(Stored data entries)
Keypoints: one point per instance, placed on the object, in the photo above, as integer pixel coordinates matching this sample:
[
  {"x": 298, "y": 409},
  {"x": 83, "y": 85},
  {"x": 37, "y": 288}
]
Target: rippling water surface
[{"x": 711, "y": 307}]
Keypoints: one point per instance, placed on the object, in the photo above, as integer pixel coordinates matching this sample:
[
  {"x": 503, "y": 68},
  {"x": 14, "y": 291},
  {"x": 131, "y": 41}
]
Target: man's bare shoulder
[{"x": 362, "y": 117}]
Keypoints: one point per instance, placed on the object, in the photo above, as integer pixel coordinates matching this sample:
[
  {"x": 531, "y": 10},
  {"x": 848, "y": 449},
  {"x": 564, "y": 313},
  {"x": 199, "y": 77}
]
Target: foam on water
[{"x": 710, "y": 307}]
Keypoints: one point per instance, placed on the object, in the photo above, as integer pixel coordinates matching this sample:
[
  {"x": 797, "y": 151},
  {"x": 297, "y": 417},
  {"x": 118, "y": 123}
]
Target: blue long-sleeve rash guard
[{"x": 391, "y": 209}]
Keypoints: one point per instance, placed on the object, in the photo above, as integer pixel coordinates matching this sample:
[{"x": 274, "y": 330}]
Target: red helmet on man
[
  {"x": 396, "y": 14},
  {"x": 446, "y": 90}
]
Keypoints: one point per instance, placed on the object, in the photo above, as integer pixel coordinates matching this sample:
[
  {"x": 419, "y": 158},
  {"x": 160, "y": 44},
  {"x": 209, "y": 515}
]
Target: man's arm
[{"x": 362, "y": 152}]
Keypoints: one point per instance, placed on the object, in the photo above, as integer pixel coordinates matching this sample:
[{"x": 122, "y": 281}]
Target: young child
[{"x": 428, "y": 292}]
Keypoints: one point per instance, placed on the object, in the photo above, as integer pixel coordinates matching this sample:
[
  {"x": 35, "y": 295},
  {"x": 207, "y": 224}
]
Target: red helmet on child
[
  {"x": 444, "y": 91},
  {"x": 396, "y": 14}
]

**Aim of the task:** The records above are to be copied out exactly, line for line.

**Exercise solution:**
Keypoints: one point per instance, placed on the object, in the photo above, as integer pixel coordinates matching this sample:
[
  {"x": 298, "y": 409},
  {"x": 83, "y": 85},
  {"x": 37, "y": 288}
]
Target: rippling water surface
[{"x": 711, "y": 307}]
Keypoints: one point per instance, placed on the object, in the photo above, as integer pixel coordinates matching this sample:
[
  {"x": 503, "y": 68},
  {"x": 14, "y": 291},
  {"x": 131, "y": 41}
]
Target: man's bare shoulder
[{"x": 362, "y": 117}]
Keypoints: one point per instance, placed on the object, in the photo above, as integer pixel coordinates matching this sample:
[
  {"x": 531, "y": 10},
  {"x": 848, "y": 449},
  {"x": 564, "y": 313},
  {"x": 199, "y": 77}
]
Target: foam on water
[{"x": 710, "y": 307}]
Keypoints: one point per instance, placed on the object, in the photo above, as integer pixel coordinates matching this sample:
[
  {"x": 797, "y": 151},
  {"x": 297, "y": 417},
  {"x": 118, "y": 123}
]
Target: blue long-sleeve rash guard
[{"x": 391, "y": 209}]
Keypoints: one point per instance, placed on the object, in the photo above, as integer pixel coordinates matching this sample:
[{"x": 274, "y": 330}]
Target: red helmet on man
[
  {"x": 396, "y": 14},
  {"x": 446, "y": 90}
]
Keypoints: one point per instance, placed on the object, in the photo above, as integer pixel coordinates matching this sample:
[
  {"x": 419, "y": 158},
  {"x": 160, "y": 44},
  {"x": 209, "y": 515}
]
Target: man's arm
[{"x": 362, "y": 152}]
Keypoints: one point per instance, placed on the object, in the photo above, as integer pixel coordinates matching this sample:
[{"x": 122, "y": 281}]
Target: young child
[{"x": 428, "y": 292}]
Keypoints: one point per instance, placed on the object, in the photo above, as integer pixel coordinates matching this sample:
[
  {"x": 35, "y": 295},
  {"x": 207, "y": 224}
]
Target: red helmet on child
[
  {"x": 444, "y": 91},
  {"x": 396, "y": 14}
]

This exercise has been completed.